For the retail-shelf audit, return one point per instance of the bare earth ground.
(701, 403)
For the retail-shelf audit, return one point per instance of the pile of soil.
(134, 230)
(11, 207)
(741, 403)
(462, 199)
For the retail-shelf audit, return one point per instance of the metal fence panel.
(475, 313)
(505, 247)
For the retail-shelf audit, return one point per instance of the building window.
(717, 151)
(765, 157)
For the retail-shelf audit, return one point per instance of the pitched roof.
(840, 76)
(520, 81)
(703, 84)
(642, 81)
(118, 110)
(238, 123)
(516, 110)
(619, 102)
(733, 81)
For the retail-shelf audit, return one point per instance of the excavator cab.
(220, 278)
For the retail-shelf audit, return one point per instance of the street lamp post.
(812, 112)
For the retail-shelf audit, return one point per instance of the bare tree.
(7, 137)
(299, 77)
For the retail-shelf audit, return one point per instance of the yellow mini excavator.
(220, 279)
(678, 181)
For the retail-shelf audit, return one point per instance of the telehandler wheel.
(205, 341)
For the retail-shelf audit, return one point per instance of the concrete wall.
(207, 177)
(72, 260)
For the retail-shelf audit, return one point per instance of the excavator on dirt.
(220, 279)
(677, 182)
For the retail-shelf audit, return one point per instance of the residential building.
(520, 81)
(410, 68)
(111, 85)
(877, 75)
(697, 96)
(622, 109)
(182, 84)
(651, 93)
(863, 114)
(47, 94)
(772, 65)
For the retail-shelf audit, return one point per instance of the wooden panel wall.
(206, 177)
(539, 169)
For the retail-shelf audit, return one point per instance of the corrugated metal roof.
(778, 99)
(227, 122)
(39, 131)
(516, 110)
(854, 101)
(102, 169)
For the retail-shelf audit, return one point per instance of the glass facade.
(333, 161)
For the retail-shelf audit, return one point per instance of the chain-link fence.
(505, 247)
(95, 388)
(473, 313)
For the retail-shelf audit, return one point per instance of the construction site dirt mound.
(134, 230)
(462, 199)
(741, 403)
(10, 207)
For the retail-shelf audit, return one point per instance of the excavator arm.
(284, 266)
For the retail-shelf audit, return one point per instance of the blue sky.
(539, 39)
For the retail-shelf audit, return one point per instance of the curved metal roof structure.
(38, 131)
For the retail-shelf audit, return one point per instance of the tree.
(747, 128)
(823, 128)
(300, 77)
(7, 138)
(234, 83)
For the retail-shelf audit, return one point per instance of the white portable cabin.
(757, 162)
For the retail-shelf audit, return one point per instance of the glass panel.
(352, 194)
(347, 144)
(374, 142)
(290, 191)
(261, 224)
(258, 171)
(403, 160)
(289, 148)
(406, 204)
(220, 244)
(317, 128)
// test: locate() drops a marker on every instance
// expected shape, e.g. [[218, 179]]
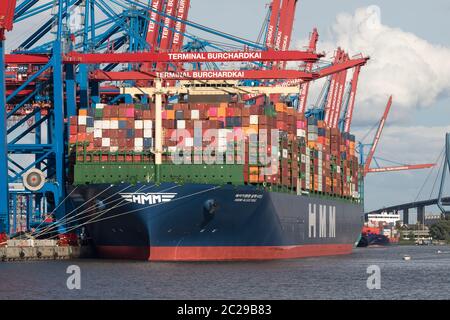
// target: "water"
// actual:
[[425, 276]]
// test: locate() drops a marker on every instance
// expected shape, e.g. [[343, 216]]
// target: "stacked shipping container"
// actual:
[[312, 157]]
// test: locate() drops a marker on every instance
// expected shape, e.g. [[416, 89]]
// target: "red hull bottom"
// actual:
[[222, 253]]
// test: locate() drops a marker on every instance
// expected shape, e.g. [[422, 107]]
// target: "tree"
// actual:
[[441, 230]]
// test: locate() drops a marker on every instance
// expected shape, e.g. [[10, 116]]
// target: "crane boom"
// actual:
[[305, 87], [273, 24], [340, 96], [376, 139], [166, 33], [351, 105], [153, 31], [332, 92], [402, 168]]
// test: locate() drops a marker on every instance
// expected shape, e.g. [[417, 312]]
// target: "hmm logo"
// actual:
[[148, 198]]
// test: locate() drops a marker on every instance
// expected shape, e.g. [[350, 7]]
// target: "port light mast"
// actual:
[[7, 8]]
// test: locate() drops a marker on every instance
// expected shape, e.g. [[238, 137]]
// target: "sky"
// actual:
[[409, 46], [408, 50]]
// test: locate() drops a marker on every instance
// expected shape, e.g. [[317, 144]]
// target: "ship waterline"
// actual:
[[201, 222]]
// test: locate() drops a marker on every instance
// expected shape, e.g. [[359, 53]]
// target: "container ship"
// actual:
[[234, 181]]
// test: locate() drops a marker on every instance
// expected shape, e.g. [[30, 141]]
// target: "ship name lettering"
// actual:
[[325, 221]]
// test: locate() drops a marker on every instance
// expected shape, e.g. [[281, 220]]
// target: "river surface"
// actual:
[[425, 276]]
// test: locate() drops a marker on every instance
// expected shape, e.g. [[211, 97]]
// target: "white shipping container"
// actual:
[[138, 124], [106, 142], [189, 142], [148, 124]]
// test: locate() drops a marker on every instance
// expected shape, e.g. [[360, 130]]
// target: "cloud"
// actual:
[[409, 145], [415, 71]]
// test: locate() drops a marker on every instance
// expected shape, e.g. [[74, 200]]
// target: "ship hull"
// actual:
[[201, 222]]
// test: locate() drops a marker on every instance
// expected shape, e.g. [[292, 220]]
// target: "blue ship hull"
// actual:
[[200, 222]]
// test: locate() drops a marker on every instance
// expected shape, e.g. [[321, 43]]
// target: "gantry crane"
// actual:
[[7, 8], [67, 68]]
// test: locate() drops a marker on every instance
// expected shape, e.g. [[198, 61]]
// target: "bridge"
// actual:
[[406, 207]]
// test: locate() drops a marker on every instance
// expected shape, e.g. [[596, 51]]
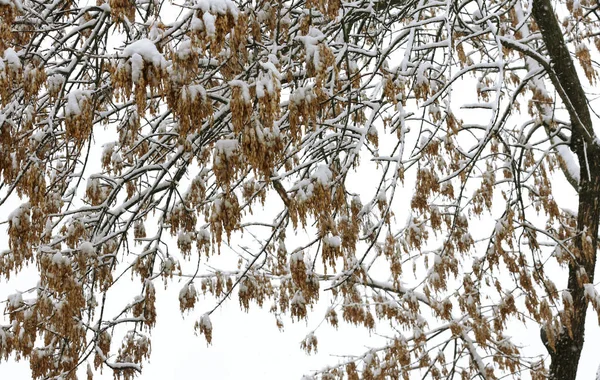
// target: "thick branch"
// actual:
[[567, 350]]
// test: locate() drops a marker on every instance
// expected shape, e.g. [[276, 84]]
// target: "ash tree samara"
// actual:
[[407, 159]]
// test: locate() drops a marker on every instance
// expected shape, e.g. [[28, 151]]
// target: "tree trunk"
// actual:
[[569, 343]]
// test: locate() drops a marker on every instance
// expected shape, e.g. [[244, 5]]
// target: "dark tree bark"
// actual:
[[569, 343]]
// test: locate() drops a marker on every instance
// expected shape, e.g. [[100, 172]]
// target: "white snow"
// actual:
[[311, 44], [333, 241], [55, 82], [245, 90], [220, 7], [87, 248], [568, 157], [147, 50], [209, 23], [137, 66], [13, 3], [72, 107], [322, 175], [227, 146], [12, 59]]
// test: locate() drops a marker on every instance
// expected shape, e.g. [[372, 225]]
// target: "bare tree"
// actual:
[[253, 118]]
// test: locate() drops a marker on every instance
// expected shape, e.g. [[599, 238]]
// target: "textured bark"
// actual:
[[565, 356]]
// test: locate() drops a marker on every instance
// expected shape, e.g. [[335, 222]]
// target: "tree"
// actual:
[[253, 118]]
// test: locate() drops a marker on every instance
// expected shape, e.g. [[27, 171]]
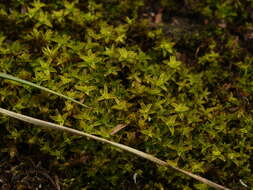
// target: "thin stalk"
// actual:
[[139, 153]]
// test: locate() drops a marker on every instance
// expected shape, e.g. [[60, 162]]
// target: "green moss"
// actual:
[[185, 92]]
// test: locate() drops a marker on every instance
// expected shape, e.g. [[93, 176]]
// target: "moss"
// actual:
[[183, 87]]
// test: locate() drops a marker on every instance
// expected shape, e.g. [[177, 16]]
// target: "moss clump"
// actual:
[[183, 87]]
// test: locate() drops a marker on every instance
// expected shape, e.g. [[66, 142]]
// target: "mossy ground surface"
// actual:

▬▬▬▬▬▬

• **Task requirements**
Report each line of the listing above that uses the word "surface".

• **Answer**
// target: "river surface"
// target: "mossy ground surface"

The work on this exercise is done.